=== Exercise ===
In the records, take the lines starting with the line that contains "Where can you see the awning" and running through the line that contains "49], [178, 44]]", with both ends included. Write out only those lines again, replacing "awning" with "canopy" and changing nothing else.

=== Records to process ===

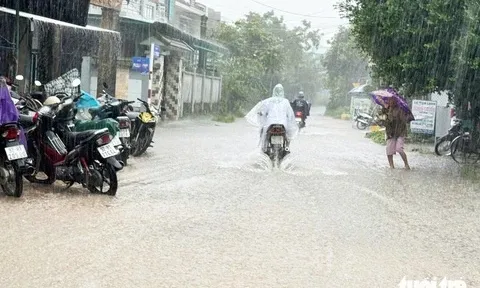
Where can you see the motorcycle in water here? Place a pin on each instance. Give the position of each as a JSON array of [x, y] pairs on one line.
[[115, 109], [276, 140], [75, 120], [442, 147], [299, 118], [12, 151], [364, 120], [143, 129], [12, 160], [86, 157]]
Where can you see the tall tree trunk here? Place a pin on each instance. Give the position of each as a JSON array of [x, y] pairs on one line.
[[107, 60]]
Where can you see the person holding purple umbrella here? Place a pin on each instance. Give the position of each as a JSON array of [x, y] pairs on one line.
[[396, 130]]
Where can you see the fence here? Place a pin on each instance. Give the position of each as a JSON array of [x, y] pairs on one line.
[[200, 92]]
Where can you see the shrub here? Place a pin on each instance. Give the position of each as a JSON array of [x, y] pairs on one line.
[[225, 118], [337, 112]]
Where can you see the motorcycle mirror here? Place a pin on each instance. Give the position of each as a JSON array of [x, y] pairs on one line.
[[76, 82], [68, 101]]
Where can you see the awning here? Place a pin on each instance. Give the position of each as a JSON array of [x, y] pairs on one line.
[[53, 21], [361, 89], [172, 31], [167, 42], [206, 49], [178, 44]]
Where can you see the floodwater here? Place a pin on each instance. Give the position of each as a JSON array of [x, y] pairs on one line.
[[202, 209]]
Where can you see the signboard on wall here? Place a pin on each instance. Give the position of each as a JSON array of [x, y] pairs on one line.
[[363, 104], [424, 113], [141, 64], [156, 50], [112, 4], [170, 9]]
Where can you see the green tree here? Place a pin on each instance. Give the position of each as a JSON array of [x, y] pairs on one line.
[[409, 41], [344, 65], [264, 52], [467, 61]]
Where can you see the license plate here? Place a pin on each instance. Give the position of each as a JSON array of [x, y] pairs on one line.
[[108, 150], [276, 140], [16, 152], [124, 133], [116, 141]]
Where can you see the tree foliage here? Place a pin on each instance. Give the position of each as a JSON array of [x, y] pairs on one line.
[[264, 52], [409, 41], [466, 86], [344, 64]]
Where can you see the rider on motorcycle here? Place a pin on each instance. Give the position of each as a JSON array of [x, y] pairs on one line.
[[273, 110], [301, 105]]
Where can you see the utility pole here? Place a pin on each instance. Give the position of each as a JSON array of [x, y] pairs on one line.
[[17, 37]]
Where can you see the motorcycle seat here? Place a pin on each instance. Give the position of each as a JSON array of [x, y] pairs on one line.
[[78, 138], [25, 120], [94, 111], [365, 115], [276, 129], [132, 115]]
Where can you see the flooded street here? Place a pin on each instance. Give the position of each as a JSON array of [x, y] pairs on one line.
[[201, 209]]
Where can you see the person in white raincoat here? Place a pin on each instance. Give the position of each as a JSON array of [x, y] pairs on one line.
[[273, 110]]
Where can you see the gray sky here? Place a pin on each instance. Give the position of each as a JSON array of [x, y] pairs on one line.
[[323, 15]]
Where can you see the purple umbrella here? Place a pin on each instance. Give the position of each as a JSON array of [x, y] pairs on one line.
[[381, 97], [8, 111]]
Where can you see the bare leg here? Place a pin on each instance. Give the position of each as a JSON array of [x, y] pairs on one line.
[[390, 161], [405, 160]]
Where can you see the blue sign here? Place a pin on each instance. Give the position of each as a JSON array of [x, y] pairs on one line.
[[170, 10], [141, 64]]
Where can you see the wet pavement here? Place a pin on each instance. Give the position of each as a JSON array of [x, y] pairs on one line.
[[202, 209]]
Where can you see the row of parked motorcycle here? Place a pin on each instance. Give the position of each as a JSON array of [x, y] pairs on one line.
[[72, 138]]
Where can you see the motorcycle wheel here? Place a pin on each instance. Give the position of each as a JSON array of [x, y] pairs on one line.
[[109, 176], [124, 157], [49, 172], [143, 141], [442, 147], [276, 158], [14, 185], [361, 126]]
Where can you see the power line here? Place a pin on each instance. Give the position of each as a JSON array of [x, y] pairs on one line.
[[303, 15]]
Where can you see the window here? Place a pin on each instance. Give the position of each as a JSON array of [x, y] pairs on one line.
[[149, 12], [185, 23]]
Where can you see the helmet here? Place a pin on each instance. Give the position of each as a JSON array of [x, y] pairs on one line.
[[51, 101]]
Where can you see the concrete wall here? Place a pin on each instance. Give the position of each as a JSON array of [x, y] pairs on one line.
[[201, 90], [130, 84]]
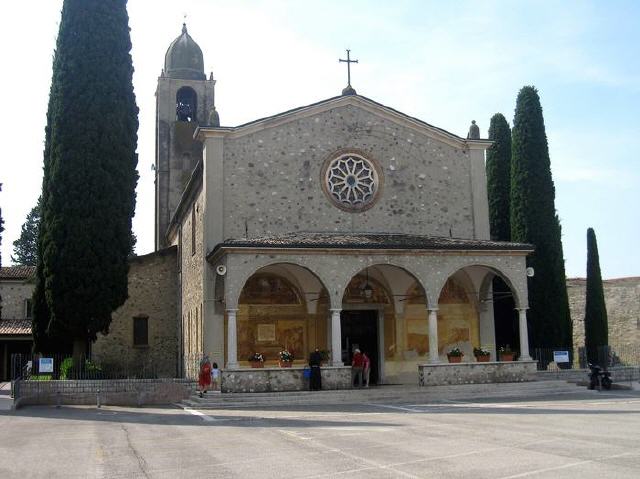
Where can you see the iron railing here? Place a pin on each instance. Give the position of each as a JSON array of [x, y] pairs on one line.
[[28, 367], [606, 356]]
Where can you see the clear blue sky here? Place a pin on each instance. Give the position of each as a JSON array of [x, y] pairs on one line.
[[444, 62]]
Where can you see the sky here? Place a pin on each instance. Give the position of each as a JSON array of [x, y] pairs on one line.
[[446, 63]]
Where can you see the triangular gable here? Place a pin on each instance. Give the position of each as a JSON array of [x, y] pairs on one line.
[[358, 101]]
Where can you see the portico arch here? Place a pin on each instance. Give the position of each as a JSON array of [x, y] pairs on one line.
[[273, 315], [373, 318], [479, 278]]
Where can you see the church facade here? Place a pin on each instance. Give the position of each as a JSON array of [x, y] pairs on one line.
[[338, 225]]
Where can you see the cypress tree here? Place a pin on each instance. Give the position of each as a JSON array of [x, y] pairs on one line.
[[88, 197], [596, 329], [25, 247], [499, 178], [534, 220], [499, 190]]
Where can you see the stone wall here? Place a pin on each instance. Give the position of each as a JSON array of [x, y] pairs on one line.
[[622, 297], [476, 373], [112, 392], [273, 178], [152, 293], [13, 294], [260, 380], [191, 268]]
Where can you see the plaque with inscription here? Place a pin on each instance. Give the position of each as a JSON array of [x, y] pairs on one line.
[[266, 333]]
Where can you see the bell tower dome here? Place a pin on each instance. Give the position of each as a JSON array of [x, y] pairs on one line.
[[183, 59], [184, 100]]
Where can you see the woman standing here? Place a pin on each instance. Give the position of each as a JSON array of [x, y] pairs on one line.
[[204, 378]]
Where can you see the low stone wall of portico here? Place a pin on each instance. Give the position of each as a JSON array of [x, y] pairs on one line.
[[259, 380], [476, 373]]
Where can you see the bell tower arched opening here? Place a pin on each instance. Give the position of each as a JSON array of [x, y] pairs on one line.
[[186, 104]]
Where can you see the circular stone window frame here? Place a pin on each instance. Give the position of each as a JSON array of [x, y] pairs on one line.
[[363, 156]]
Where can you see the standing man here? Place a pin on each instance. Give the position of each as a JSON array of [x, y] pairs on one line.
[[366, 369], [356, 368], [315, 382]]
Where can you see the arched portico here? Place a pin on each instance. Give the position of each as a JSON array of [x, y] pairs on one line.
[[281, 306], [478, 286], [407, 320]]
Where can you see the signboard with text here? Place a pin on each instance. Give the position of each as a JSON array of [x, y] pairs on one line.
[[45, 365], [561, 356]]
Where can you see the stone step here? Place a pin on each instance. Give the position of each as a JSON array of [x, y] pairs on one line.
[[216, 400]]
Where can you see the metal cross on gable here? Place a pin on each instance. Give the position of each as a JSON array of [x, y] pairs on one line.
[[348, 61]]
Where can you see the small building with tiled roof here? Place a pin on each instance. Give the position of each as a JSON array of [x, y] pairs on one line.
[[16, 289]]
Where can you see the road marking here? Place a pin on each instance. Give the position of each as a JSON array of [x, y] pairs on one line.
[[388, 406], [195, 412]]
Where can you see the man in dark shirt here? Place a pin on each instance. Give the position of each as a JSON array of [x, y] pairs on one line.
[[315, 359], [357, 364]]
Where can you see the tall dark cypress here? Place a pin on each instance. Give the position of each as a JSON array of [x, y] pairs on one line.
[[534, 220], [596, 327], [90, 175], [499, 178]]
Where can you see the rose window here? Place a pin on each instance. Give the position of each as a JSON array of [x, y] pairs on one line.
[[351, 181]]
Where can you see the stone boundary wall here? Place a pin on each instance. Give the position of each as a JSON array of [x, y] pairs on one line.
[[476, 373], [112, 392], [259, 380]]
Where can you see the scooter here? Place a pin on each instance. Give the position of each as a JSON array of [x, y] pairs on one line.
[[599, 379]]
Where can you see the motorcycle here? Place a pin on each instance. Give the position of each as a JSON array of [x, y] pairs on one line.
[[598, 378]]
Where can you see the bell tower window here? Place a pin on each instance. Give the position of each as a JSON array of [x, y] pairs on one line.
[[186, 104]]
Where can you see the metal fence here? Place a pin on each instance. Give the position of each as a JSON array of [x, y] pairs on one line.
[[605, 356], [37, 367]]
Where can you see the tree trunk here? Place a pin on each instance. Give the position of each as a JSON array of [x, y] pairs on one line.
[[79, 353]]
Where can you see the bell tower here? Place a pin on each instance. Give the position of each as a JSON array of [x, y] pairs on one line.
[[184, 100]]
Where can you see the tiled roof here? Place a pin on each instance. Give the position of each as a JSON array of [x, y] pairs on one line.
[[371, 241], [17, 272], [15, 326]]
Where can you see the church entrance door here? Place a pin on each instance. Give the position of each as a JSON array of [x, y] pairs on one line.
[[360, 330]]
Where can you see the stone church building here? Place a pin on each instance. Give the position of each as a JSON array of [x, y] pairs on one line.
[[335, 225]]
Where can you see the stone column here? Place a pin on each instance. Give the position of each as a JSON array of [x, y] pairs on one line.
[[232, 339], [336, 338], [433, 336], [524, 335]]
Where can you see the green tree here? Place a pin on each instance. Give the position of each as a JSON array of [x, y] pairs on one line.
[[499, 178], [534, 220], [596, 328], [88, 197], [1, 230], [25, 247]]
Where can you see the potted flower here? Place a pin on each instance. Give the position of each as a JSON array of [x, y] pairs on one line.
[[256, 360], [506, 354], [482, 355], [455, 355], [325, 355], [285, 358]]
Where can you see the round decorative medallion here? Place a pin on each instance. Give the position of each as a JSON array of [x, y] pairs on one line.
[[351, 181]]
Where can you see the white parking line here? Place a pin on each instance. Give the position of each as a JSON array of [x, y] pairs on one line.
[[195, 412]]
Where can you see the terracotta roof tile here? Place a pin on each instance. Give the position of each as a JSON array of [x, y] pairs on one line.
[[371, 241]]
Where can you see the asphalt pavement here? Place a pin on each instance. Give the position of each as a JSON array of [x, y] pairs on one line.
[[586, 434]]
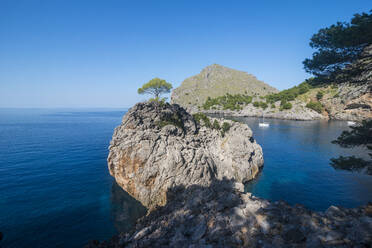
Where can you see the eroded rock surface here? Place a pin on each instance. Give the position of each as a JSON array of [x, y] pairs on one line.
[[220, 215], [160, 146]]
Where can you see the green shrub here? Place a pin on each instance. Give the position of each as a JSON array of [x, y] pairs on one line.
[[319, 95], [228, 101], [289, 94], [198, 117], [225, 128], [174, 120], [263, 105], [285, 105], [216, 125], [317, 106]]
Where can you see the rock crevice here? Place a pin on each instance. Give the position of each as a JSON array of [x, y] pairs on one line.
[[159, 146]]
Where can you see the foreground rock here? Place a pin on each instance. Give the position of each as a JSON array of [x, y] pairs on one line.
[[298, 112], [217, 80], [221, 216], [160, 146]]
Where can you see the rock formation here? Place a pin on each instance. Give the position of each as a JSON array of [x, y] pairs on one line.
[[159, 146], [221, 216], [349, 98], [216, 80]]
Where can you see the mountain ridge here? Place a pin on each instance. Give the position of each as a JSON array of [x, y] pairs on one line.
[[216, 80]]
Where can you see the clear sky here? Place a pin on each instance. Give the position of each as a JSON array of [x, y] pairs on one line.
[[97, 53]]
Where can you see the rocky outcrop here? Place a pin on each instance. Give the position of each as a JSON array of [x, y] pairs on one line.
[[214, 81], [354, 102], [160, 146], [297, 112], [220, 215]]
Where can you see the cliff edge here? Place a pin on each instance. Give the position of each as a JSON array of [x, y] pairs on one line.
[[159, 146]]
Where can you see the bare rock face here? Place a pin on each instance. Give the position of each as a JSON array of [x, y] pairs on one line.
[[221, 216], [161, 146]]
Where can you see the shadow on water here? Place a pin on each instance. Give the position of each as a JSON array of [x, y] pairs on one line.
[[125, 210]]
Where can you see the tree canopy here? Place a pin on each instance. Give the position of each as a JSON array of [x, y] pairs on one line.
[[155, 87], [339, 45]]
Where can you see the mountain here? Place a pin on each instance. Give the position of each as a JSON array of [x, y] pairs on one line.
[[217, 80]]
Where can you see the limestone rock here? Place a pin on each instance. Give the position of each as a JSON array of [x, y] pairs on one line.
[[216, 80], [184, 222], [159, 146]]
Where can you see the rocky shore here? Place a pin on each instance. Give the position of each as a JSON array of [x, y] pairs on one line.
[[159, 146], [190, 175], [220, 215]]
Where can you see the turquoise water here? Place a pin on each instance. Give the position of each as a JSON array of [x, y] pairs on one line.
[[55, 190]]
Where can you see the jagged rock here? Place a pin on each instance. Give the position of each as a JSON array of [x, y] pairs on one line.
[[217, 80], [159, 146], [177, 225]]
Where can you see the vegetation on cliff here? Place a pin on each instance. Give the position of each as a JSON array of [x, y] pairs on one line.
[[155, 87], [228, 101], [216, 81], [360, 135], [203, 120], [338, 46]]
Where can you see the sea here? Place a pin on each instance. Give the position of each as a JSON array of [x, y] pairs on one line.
[[56, 191]]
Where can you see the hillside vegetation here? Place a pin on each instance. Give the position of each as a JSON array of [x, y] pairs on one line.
[[216, 81]]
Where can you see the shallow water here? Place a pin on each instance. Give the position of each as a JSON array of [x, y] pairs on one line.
[[296, 165], [55, 189]]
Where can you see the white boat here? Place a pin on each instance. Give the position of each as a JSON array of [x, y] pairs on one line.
[[263, 123], [351, 123]]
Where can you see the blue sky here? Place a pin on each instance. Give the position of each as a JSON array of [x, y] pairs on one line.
[[97, 53]]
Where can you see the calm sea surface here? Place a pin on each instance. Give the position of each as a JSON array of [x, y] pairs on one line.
[[55, 189]]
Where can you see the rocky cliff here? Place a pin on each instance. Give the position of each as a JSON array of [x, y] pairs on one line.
[[349, 97], [216, 80], [159, 146], [222, 216]]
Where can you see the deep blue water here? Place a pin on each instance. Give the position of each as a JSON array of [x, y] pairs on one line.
[[55, 189]]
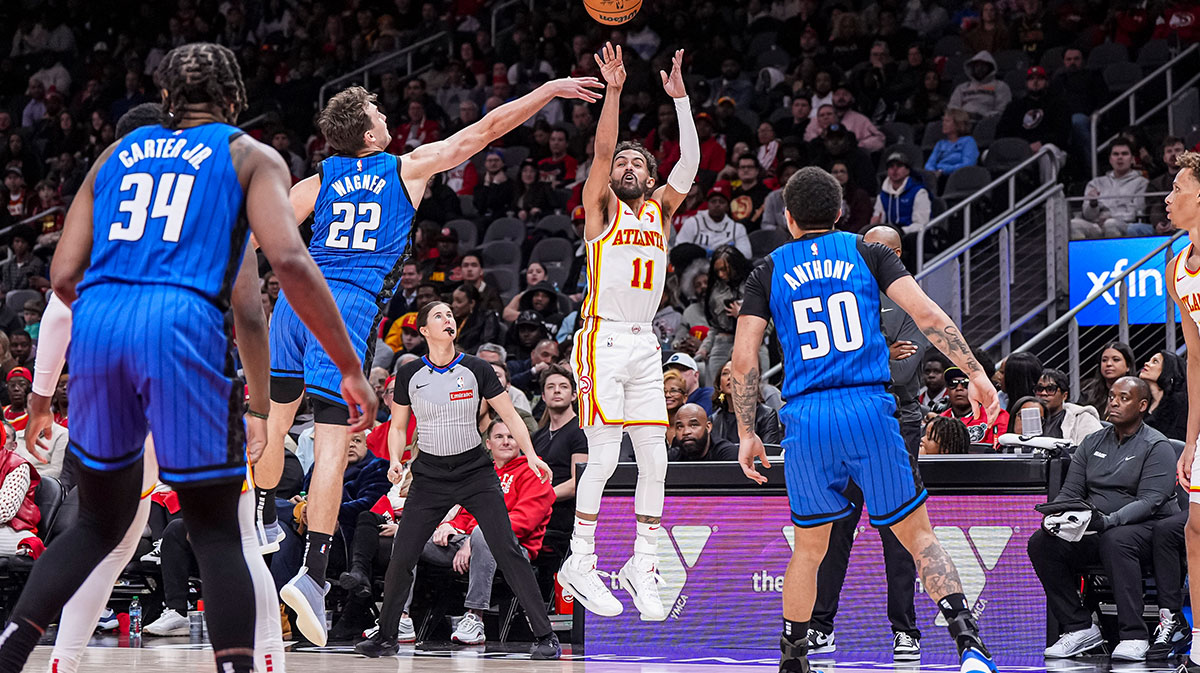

=== Answer to this task ===
Where can you see the canopy here? Place a pin on each instance. Give the position of each as a JSON array of [x, y] pairs on one line.
[[53, 21], [361, 89], [172, 31], [167, 42], [206, 49], [178, 44]]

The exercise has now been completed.